(Dataset rows showing where objects appear)
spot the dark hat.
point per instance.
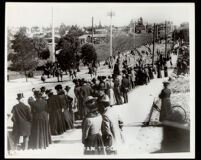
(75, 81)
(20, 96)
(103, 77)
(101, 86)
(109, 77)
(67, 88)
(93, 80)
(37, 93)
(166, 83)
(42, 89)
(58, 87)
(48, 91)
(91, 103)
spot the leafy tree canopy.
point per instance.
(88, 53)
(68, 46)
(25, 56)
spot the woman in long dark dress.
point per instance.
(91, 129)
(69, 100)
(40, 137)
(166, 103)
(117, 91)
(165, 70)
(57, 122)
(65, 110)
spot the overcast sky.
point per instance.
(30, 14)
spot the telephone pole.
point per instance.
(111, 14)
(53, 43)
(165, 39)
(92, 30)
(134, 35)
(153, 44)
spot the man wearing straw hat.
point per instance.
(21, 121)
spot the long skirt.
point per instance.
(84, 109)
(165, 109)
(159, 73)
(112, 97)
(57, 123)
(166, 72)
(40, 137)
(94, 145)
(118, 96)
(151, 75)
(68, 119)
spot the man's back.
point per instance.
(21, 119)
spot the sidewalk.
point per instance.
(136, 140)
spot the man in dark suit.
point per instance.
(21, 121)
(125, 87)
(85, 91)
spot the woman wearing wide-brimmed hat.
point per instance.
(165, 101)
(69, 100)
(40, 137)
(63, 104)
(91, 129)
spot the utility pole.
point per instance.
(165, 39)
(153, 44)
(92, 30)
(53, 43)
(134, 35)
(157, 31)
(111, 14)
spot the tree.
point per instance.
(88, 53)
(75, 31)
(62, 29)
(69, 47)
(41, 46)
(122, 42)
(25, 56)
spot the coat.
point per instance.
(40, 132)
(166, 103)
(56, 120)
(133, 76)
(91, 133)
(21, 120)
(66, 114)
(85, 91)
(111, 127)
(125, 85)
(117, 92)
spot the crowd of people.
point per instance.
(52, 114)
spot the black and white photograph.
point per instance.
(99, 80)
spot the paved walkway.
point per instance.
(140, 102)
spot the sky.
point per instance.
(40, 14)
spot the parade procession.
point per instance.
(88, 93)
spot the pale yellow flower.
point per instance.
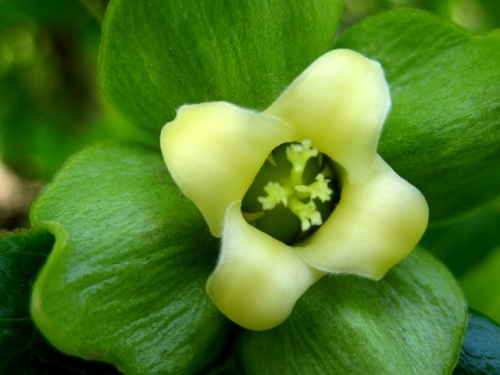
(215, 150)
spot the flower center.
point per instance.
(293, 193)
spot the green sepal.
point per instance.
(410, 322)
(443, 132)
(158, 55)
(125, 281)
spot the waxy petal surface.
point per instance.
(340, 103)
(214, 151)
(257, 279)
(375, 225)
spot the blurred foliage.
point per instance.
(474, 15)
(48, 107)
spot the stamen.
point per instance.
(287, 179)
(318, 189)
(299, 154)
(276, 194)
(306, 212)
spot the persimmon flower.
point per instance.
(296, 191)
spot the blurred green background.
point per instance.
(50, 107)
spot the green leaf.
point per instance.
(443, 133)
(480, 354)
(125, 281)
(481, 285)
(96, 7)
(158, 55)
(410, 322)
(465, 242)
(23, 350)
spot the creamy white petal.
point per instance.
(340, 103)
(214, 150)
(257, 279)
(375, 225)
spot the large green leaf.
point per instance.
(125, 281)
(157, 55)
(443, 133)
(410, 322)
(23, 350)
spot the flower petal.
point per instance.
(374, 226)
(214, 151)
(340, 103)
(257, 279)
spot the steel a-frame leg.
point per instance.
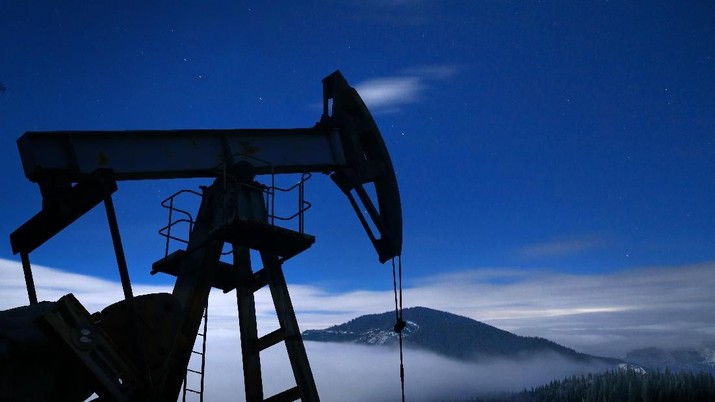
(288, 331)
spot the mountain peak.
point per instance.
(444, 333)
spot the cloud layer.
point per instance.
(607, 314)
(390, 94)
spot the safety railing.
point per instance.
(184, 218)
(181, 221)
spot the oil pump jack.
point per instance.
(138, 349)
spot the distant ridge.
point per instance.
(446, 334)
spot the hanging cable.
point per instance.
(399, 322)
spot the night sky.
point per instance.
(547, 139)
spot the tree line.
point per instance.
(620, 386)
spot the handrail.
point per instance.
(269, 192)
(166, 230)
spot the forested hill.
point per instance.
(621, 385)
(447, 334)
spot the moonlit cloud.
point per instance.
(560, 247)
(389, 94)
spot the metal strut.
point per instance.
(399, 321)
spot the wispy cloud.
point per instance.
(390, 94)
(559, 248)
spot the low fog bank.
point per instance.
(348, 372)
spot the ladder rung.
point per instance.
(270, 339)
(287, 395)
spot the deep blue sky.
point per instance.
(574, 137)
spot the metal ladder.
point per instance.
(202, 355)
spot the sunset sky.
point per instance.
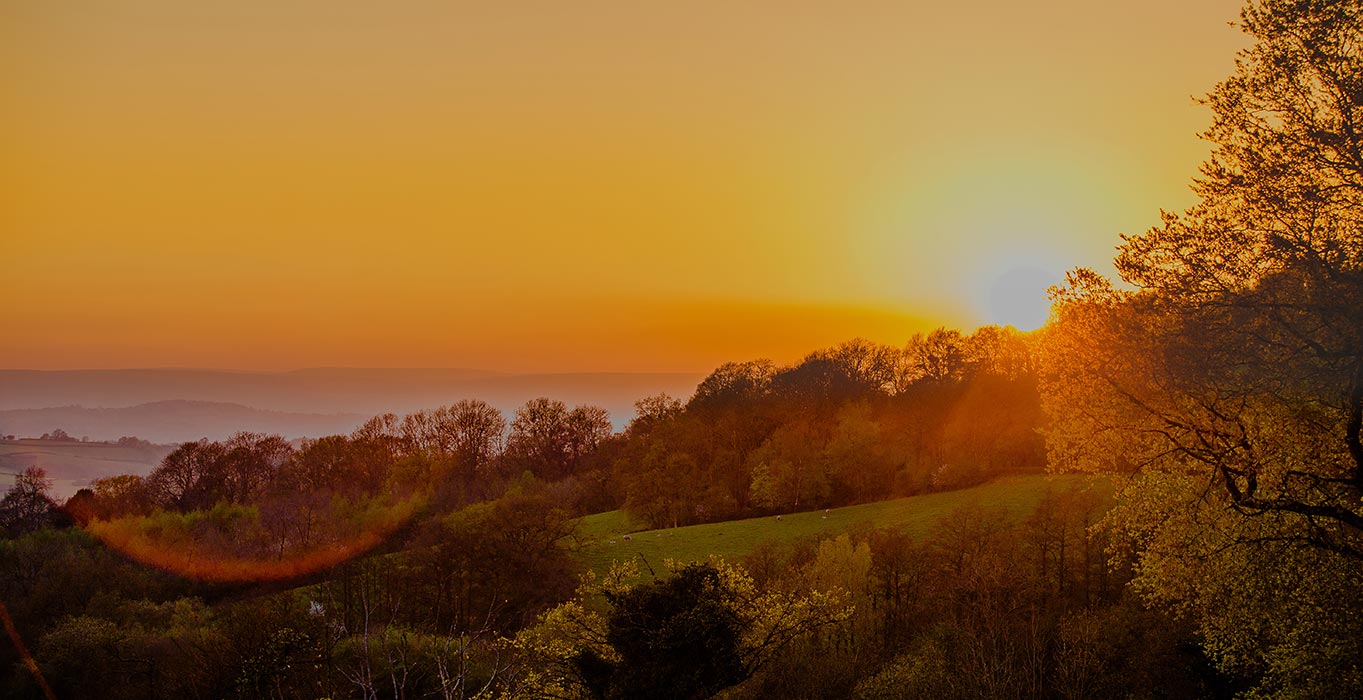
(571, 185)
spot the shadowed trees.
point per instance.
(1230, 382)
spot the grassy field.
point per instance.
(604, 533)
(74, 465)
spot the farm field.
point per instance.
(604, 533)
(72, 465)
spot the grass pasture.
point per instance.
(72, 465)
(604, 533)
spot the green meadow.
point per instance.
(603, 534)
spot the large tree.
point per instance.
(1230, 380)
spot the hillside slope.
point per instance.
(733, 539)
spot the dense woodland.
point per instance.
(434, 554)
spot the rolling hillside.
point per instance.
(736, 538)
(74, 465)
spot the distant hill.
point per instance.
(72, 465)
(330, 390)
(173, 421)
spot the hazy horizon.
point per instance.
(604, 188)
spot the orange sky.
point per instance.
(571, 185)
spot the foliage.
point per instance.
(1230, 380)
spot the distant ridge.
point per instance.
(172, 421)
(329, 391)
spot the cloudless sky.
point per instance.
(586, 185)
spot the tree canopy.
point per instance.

# GIVEN PROBLEM
Rescale the records, starting at the line that contains "spot the grass pasture." and continuing through the end of the records. Reproduce every line, requests included, but multiply each answer coordinate by 1.75 and round to whole numbers, rounding halves up.

# SOLUTION TO THIS TASK
spot the grass pasture.
point per instance.
(126, 814)
(1057, 933)
spot the green meadow.
point per instance.
(1055, 935)
spot the large tree.
point per instance.
(2153, 665)
spot the hillside slope.
point per instance.
(1283, 943)
spot the dense woodland.
point per instance.
(760, 970)
spot the rolling hillside.
point per instance.
(1288, 942)
(130, 814)
spot the distant hill.
point per instance.
(126, 814)
(578, 683)
(303, 737)
spot the hazy horizon.
point per instance.
(1057, 329)
spot the orange sky.
point per instance.
(999, 324)
spot the foliage.
point per instance.
(2153, 665)
spot the distant ridge.
point per instance.
(301, 737)
(576, 684)
spot the cloudless sky.
point per instance.
(1026, 324)
spot the tree canopy.
point per instance.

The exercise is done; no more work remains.